WHAT YOU WILL DO: Retype the material that follows, keeping every word as it is.

━━━━━ DATASET ━━━━━

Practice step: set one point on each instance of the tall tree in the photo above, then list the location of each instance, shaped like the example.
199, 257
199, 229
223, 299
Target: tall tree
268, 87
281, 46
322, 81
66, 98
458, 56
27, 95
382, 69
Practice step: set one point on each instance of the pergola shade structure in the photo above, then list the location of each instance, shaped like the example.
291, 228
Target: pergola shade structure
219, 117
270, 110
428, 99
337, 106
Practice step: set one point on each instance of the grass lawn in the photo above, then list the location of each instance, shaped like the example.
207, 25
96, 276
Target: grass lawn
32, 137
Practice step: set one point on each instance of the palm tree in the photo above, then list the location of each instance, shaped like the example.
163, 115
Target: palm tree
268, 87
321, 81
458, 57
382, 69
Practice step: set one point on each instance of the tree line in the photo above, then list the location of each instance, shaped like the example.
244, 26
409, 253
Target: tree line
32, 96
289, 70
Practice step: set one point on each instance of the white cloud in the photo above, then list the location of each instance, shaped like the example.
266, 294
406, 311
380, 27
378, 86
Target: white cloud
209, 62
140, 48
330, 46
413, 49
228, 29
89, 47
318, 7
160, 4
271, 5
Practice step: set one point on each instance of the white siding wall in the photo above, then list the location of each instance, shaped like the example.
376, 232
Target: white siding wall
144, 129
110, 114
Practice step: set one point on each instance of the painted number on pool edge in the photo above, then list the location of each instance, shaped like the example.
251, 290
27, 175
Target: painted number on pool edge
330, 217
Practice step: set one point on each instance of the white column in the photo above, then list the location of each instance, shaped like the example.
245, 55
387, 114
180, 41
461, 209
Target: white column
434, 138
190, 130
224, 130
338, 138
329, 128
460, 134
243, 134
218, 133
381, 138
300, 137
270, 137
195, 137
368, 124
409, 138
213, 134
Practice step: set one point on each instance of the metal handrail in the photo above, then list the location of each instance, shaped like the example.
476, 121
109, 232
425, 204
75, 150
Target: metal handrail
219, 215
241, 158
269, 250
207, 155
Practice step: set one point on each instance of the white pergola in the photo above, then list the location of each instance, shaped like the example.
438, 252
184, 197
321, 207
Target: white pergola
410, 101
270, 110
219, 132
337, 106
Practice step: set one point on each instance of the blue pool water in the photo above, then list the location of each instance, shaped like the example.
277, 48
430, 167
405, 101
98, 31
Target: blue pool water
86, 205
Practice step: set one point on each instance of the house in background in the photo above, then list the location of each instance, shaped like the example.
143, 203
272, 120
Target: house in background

━━━━━

WRITTEN ANSWER:
Practice step: set one point on each instance of the tall tree in the photo above, then list the location of each instance, shaped like the example.
199, 257
199, 229
223, 299
Target: tall tree
268, 87
281, 46
322, 81
66, 98
458, 56
27, 95
382, 69
Practice step: set one point on each instance of the pergola shade structure in the photo above, then list the location of each instance, shaped like the example.
291, 228
Target: pergola shade structure
219, 117
270, 110
428, 99
337, 106
Practice step: set one point on each instance of the grass lawn in the photo above, then list the location of each instance, shaped like the example.
207, 25
96, 276
Target: grass lawn
32, 137
Practice step: set one point on each instance of the palm tree in the photo above, then list the location of each instance, shaped like the example.
163, 115
Target: palm tree
268, 87
321, 81
458, 57
382, 69
Practice step: set one point on each instance of the tree line in the photo above, then list the location of each instance, shaped like the example.
244, 26
409, 253
Target: tree line
32, 96
289, 70
Practice step: set one point on each instance of the white cloud in the photo above, then list the location of each instance, shaped like the example.
266, 294
406, 311
380, 27
378, 86
Target: white cloud
209, 62
140, 48
330, 46
413, 49
228, 29
89, 47
318, 7
160, 4
271, 5
Practice step: set one point on each instance of the white siding wall in the photo above, then list the location of each instance, shaped like the example.
376, 232
Target: white siding wall
144, 129
110, 114
Practice step: set one point on each instance of the painted number on pool edge in the photo above, then list the location of each instance, shaped like the example.
251, 290
27, 175
Target: painted number on pool edge
330, 217
Practice step: set one point on each instance of the white column in the photo above, then list the location of each instance, shaped like the example.
245, 55
387, 114
180, 41
461, 209
Target: white column
434, 138
190, 130
224, 130
338, 138
329, 128
460, 134
243, 134
218, 133
381, 138
300, 137
270, 137
195, 137
368, 124
409, 138
213, 134
Practice step: set one point on each instance of the metal handrail in the photo above, then list the location of each instance, shaped like the example.
476, 121
109, 232
425, 204
75, 150
Target: metal handrail
219, 215
241, 158
269, 250
207, 155
Practice step: set one point on each instance of the white pergola in the photo above, then list the location of each instance, shaped like the example.
438, 252
184, 197
321, 207
Target: white pergola
410, 101
270, 110
219, 132
337, 106
Practice step: set one point on each instance of the blue pool water in the photo above, then list the location of each instance, shaped like the example.
277, 48
430, 167
405, 101
98, 31
Target: blue pool water
86, 205
Practice step: set one point on each instance of the house in background in the photo above, then list the location of each instance, shaped like the example.
143, 203
272, 120
Target: house in background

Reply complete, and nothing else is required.